*EXERCISE BRIEF:* Please copy every line below that contains the string "leather".
○ ○ ○ ○ ○
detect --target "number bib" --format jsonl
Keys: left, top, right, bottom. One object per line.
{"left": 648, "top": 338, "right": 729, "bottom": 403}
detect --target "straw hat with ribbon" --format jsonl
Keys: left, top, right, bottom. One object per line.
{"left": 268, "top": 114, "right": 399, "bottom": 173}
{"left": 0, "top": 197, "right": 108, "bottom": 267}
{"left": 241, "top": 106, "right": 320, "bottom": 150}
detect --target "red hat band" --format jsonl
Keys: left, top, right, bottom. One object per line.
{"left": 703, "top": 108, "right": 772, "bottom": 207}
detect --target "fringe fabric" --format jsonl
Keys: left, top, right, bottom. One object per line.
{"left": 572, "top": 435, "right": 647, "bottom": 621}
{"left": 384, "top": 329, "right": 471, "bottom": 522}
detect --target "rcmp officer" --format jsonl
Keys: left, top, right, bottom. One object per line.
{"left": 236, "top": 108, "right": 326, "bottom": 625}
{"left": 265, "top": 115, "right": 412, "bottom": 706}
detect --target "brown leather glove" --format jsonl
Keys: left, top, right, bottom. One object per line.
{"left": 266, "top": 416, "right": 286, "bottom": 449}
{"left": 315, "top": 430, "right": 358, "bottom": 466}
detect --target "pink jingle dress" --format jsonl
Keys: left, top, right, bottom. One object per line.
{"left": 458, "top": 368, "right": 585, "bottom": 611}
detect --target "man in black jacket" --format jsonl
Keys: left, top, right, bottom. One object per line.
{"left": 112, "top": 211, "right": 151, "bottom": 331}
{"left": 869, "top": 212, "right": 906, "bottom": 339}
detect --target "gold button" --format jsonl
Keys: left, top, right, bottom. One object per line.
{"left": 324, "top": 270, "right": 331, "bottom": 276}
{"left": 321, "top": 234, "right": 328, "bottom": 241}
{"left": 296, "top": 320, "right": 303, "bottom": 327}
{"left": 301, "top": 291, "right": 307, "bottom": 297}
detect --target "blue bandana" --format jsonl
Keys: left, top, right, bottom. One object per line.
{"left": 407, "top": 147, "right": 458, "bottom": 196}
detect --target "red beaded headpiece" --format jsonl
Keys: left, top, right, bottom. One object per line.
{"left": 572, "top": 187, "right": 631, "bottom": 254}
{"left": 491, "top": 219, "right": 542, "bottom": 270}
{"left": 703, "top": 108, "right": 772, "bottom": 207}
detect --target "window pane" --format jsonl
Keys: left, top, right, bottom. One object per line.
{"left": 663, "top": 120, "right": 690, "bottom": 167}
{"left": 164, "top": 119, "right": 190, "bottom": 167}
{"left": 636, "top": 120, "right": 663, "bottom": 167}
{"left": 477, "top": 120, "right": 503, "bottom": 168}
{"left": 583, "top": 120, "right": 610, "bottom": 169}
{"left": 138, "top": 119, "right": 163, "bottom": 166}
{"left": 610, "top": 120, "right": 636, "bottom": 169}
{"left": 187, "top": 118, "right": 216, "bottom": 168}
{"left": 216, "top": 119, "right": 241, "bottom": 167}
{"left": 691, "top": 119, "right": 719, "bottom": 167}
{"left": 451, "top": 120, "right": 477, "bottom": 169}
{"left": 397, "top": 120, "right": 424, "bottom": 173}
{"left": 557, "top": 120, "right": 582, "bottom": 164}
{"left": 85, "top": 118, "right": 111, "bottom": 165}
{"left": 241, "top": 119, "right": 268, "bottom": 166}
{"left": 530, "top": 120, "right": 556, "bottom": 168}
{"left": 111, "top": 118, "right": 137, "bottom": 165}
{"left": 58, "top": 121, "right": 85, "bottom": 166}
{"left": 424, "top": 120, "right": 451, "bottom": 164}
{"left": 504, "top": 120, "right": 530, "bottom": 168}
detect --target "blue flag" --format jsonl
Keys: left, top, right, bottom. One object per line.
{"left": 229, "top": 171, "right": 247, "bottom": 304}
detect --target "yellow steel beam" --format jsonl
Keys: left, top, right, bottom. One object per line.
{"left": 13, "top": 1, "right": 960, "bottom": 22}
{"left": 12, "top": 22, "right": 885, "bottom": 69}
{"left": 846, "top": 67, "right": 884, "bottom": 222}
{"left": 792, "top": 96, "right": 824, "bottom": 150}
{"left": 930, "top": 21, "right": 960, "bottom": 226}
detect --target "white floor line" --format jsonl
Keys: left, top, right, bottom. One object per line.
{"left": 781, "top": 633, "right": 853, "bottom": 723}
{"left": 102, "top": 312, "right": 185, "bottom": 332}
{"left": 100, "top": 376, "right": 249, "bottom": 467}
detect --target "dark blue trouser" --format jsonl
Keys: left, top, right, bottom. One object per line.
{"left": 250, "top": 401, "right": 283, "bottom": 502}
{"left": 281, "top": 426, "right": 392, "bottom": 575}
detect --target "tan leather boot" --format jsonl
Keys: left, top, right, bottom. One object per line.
○ ○ ○ ○ ○
*RESULT OF THE EXERCISE:*
detect --target "brown leather glove" --format jsonl
detect --target "tan leather boot" --format jsonl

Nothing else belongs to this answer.